Entries:
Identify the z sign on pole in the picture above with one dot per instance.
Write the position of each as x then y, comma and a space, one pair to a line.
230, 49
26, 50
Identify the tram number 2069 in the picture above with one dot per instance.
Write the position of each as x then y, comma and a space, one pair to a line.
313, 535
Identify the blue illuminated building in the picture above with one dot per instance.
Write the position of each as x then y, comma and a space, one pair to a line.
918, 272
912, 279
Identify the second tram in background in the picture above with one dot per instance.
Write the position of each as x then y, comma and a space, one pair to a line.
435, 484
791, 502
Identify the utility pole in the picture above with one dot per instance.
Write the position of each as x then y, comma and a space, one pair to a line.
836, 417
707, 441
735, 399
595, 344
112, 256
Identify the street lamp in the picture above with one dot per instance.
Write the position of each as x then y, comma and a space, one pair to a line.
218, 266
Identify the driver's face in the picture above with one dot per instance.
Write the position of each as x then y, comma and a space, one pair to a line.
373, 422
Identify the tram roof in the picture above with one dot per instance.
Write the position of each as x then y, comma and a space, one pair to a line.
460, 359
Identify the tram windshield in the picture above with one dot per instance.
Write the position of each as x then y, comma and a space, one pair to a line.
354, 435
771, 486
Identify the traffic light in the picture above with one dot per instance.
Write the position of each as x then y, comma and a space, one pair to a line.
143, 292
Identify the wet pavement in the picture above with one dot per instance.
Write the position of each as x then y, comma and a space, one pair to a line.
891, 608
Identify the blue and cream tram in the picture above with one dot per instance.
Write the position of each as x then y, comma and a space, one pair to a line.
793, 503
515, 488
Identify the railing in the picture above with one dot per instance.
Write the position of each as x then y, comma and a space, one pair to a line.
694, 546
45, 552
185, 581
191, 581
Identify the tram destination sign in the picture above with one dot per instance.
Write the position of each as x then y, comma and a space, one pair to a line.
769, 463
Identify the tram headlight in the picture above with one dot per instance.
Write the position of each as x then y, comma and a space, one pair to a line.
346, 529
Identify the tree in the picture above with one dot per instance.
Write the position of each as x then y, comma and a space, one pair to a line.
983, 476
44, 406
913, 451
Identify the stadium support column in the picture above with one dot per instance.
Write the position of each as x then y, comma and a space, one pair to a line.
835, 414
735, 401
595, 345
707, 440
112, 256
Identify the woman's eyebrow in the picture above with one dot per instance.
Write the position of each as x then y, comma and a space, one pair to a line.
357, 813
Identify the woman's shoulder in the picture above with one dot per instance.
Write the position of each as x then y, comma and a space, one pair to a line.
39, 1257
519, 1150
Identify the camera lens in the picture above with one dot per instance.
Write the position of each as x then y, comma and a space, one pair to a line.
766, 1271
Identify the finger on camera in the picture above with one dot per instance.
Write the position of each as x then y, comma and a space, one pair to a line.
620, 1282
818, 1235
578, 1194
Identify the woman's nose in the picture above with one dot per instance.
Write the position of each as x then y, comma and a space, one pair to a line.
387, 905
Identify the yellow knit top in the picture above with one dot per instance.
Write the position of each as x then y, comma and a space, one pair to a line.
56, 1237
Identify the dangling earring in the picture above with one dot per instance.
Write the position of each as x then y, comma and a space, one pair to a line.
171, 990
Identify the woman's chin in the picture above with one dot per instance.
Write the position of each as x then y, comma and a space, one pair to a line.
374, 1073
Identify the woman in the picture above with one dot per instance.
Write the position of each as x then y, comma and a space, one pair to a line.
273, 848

Description of the task:
Rewrite the listing above, putting "a single dot for each instance" wherever "one dot per instance" appears and keeping everything else the same.

Solution to this exercise:
Identify the z sign on pole in the picture above with a single dot for each instance.
Write the position of each as x then y, comma and a space, one pair to a line.
230, 49
26, 50
Identify the tram number 2069 in the picture above with a single dot for each instance.
Write the position of each as x then y, comma and a space, one pair to a line.
313, 535
Identify the blue illuminated building in the picture above with a single dot for each instance.
Write the position of each as x then y, comma and a space, one pair to a line.
918, 272
912, 279
Identify the second tram in background in the picture above with a single dot for each instance.
Write the position of each as x then y, comma and a space, one pair to a line.
435, 484
791, 502
Identify the utility pole in the picture above with a single dot for each instance.
Write the position of each as x then y, comma and a space, one pair to a line.
836, 417
707, 441
735, 399
595, 344
112, 256
Identify the street lamp in the picture above with a single dot for each instance.
Write the position of each as x then y, comma and a space, one pair to a line.
218, 266
Identify the driver's face in the picture above with a single dot for each instance.
Write the position of each as x then y, comma and a space, one pair to a line.
373, 422
Identify the tram roof in the picture above with a single dot for each instance.
Write the position of each as x then y, comma and a space, one pair to a line.
460, 359
Identify the tram windshield in the picture above with a single dot for each instance.
Write the position of each as x then y, comma and a space, one pair to a line.
354, 435
771, 486
Identify the traffic light in the picture above with a single dot for each instance.
Write the position of each as x then y, comma and a space, one pair to a line.
143, 292
Identify the wet pavement in the picture above with a single dot for each instance.
Write the position of each as x then y, comma and a space, one pair to a line.
891, 608
Identify the blue and cream tram in the picture above with a single dot for each instance.
Write the position of each as x then y, comma and a space, one pair to a line.
793, 503
515, 488
Identify the railing in the picture above with a single dot for each instance.
Write the position of each as x then y, comma and a space, one pair to a line.
694, 546
45, 552
185, 581
191, 581
Identify the tram destination sign in the picture above with a single dot for each instance.
Write the position of each as x then y, comma and a space, one pair to a line.
769, 463
Identify the tram headlight in the picture above with a single dot for each instance.
Write the position of each as x then y, comma and a space, one pair to a line.
346, 529
Identify the tree in the picture above with a single dot for each instance.
Write the position of each as x then y, comma and a space, one pair to a line.
983, 476
44, 406
913, 451
Identify the stadium support column in the picture above with a single dot for each instance.
Write the position of each as x then y, comma and a space, one pair to a line.
835, 414
735, 401
595, 345
707, 440
112, 256
Identify the woman's eyebrow in the picture above with a single dot for each instance.
Write the position of each as x then y, comma and a space, one pair to a line.
357, 813
Identify the woman's shoulder in the picture above with a single dot for each instance.
Write the position of each as x then y, comma and a space, one pair to a line.
39, 1257
519, 1150
Identify the camera lens in the picture above with a single dot for each instance.
Write the position of each as x then y, comma and a space, one pair to a line.
766, 1271
Identify the finger on camera in the picture above with a single dot for each instance.
Write the position of each as x then y, comma and a space, one pair to a line.
620, 1282
818, 1235
578, 1194
Identify the woman's nose in the picture above with a single dot for each instance.
Write the position of each as x then y, comma and a space, one pair to a line.
387, 905
Identify the yellow knit top in the picture above with a single dot for each instance.
Write the position of each as x then y, comma and a space, one pair to a line.
56, 1237
Identify the dangling earring in the picture above with a single dot for each instance.
Write the position of each as x then y, comma and a space, one pair to a line.
171, 990
Identify the woman's chin in the picture above with a single dot for each instance.
Write the position of each as x then y, comma and a space, one pair to a line.
374, 1073
Identify the woman in the picture above with a single dot for each instance.
Write the position of each as x then y, comma and a space, one pair to a line.
273, 848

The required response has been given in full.